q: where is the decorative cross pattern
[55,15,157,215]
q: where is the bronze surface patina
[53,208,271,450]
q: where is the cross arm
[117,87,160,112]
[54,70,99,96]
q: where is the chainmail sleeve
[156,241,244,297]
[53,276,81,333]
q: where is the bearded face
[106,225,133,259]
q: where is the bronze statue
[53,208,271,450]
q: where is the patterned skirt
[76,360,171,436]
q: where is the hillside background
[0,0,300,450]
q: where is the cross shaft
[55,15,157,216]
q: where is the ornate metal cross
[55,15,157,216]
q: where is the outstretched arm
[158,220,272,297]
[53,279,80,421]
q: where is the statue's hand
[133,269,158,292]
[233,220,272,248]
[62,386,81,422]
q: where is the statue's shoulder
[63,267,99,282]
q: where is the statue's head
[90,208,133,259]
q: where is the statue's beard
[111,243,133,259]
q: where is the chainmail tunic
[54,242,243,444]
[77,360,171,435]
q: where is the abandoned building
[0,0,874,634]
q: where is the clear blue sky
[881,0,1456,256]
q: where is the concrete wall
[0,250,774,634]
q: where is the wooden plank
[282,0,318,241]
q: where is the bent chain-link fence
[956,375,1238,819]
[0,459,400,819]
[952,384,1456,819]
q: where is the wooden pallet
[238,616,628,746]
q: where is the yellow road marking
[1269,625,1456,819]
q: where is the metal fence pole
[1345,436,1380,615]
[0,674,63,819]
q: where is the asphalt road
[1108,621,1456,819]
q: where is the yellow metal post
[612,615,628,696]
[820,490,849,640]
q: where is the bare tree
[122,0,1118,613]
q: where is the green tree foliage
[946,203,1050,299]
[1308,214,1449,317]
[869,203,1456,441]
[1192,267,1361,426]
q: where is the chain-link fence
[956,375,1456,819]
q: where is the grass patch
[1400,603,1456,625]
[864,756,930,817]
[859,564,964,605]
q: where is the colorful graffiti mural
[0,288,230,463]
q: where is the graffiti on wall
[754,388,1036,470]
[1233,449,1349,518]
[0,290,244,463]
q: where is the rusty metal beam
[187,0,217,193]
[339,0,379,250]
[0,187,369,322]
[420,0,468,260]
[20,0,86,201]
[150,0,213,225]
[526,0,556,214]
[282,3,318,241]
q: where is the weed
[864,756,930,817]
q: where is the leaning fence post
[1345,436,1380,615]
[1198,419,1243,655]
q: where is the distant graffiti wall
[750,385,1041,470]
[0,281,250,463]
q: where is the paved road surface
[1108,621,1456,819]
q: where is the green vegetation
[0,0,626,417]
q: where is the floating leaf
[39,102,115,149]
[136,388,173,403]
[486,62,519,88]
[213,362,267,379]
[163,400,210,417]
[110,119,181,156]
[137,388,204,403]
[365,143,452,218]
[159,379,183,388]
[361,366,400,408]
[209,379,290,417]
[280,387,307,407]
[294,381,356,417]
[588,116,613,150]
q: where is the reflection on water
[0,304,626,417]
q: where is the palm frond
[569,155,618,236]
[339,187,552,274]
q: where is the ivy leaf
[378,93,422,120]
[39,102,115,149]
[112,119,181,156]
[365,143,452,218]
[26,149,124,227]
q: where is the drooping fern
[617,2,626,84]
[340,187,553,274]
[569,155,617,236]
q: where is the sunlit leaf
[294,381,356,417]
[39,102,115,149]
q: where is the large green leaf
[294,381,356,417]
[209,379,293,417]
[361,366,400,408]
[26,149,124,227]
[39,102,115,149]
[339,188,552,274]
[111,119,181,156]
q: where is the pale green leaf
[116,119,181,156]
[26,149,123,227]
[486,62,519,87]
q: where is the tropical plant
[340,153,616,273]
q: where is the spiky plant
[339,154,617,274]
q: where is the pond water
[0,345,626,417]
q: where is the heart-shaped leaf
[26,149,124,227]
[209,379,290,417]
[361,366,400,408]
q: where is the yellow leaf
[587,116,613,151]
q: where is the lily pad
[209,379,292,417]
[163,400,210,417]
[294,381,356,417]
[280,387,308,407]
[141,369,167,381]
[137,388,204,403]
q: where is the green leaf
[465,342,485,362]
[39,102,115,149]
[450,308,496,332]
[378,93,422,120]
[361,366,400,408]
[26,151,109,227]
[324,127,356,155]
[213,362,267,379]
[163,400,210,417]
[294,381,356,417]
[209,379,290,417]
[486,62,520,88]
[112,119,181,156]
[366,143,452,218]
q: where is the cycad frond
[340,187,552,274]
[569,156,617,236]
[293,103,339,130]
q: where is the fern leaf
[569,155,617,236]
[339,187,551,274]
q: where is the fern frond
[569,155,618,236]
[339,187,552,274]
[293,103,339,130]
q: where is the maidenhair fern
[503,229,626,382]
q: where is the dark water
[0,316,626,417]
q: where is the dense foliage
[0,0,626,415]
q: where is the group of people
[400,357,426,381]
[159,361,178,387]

Task instructions: Copy all of the entries above line for line, without changing anything.

Finished answer:
q: where is the decorative cross pattern
[55,15,157,215]
q: where is the bronze surface patina
[53,208,271,450]
q: where is the cross arm
[117,87,160,112]
[54,70,99,96]
q: where is the chainmail sleeve
[156,241,244,297]
[53,276,81,333]
q: where is the bearded face
[106,225,133,259]
q: where is the bronze statue
[53,208,271,450]
q: where is the patterned skirt
[76,360,171,436]
q: where is the hillside background
[0,0,300,450]
q: where is the cross shaft
[55,15,157,216]
q: where is the ornate metal cross
[55,15,157,216]
q: where is the outstretched arm
[158,220,272,297]
[53,279,80,421]
q: where is the statue's hand
[133,269,158,292]
[233,220,272,248]
[62,386,81,422]
q: where is the statue's shoulder
[63,267,99,282]
q: where is the statue's head
[90,208,133,259]
q: where is the statue's beard
[111,243,133,259]
q: where is the chainmail tunic
[54,242,243,444]
[77,360,171,435]
q: where is the abandoned building
[0,0,874,634]
q: where is the clear blue sky
[881,0,1456,256]
q: where is the concrete wall
[0,250,774,634]
q: where is the wooden plank
[282,0,318,241]
q: where is the bent chain-link fence
[956,375,1238,819]
[0,459,400,819]
[952,384,1456,819]
q: where is the wooden pallet
[238,616,628,746]
q: where is the yellow road marking
[1269,625,1456,819]
q: where is the metal fence pole
[1345,436,1380,615]
[0,674,63,819]
q: where is the asphalt road
[1108,621,1456,819]
q: where is the yellow metal post
[612,615,628,696]
[820,490,849,640]
q: where is the bare tree
[122,0,1118,613]
q: where is the green tree foliage
[946,203,1050,299]
[1308,214,1449,317]
[869,203,1456,441]
[1192,267,1361,426]
q: where is the chain-link fence
[956,375,1456,819]
q: where is the grass patch
[1400,603,1456,625]
[864,756,930,817]
[859,564,964,605]
q: where is the colorful graffiti mural
[0,288,230,463]
q: where is the graffiti on wall
[754,388,1036,470]
[1233,449,1349,518]
[0,290,244,463]
q: where is the rusty metal beam
[187,0,217,193]
[339,0,379,250]
[0,187,369,322]
[420,0,468,260]
[20,0,86,201]
[150,0,213,225]
[526,0,556,214]
[282,3,318,241]
q: where is the weed
[864,756,930,817]
q: where is the leaning fence post
[1345,436,1380,615]
[1198,419,1243,655]
q: where is the distant graffiti wall
[750,385,1041,470]
[0,281,250,463]
q: where is the paved road surface
[1108,621,1456,819]
q: where is the green vegetation
[0,0,626,417]
q: where is the floating leaf
[39,102,115,149]
[136,388,173,403]
[486,62,519,88]
[213,362,267,379]
[163,400,210,417]
[110,119,181,156]
[137,388,204,403]
[365,143,452,218]
[159,379,183,388]
[361,366,400,408]
[209,379,290,417]
[280,387,307,407]
[294,381,356,417]
[588,116,613,150]
q: where is the reflection on water
[0,304,626,417]
q: where is the palm frond
[569,155,618,236]
[339,187,552,274]
q: where is the ivy leaf
[378,93,422,120]
[39,102,115,149]
[112,119,181,156]
[365,143,452,218]
[26,149,124,227]
q: where is the drooping fern
[617,2,626,84]
[340,187,553,274]
[569,155,617,236]
q: where is the sunlit leaf
[294,381,356,417]
[39,102,115,149]
q: where is the large green leaf
[294,381,356,417]
[209,379,293,417]
[361,366,400,408]
[26,149,124,227]
[39,102,115,149]
[339,188,552,274]
[111,119,181,156]
q: where is the pale green leaf
[116,119,181,156]
[26,149,123,227]
[486,62,519,87]
q: where is the tropical plant
[340,153,616,273]
q: where is the spiky plant
[339,154,617,274]
q: where is the pond water
[0,345,626,417]
q: where is the heart-shaped leaf
[26,149,124,227]
[209,379,290,417]
[361,366,400,408]
q: where is the yellow leaf
[587,116,613,151]
q: where is the lily pad
[209,379,292,417]
[163,400,210,417]
[294,381,356,417]
[280,387,308,407]
[141,369,167,381]
[137,388,204,403]
q: where is the green leaf
[465,342,485,362]
[39,102,115,149]
[450,308,496,332]
[378,93,422,120]
[361,366,400,408]
[26,151,109,227]
[324,127,356,155]
[213,362,267,379]
[163,400,210,417]
[294,381,356,417]
[209,379,290,417]
[486,62,520,88]
[112,119,181,156]
[366,143,452,218]
q: where is the cycad frond
[340,187,552,274]
[569,156,617,236]
[293,103,339,130]
q: where is the fern leaf
[569,155,617,236]
[339,187,551,274]
q: where is the fern frond
[569,155,618,236]
[339,187,552,274]
[293,103,339,130]
q: where is the maidenhair fern
[503,229,626,382]
q: where is the dark water
[0,316,626,417]
q: where is the dense foliage
[0,0,626,415]
q: where is the group of people
[400,357,426,381]
[159,361,178,387]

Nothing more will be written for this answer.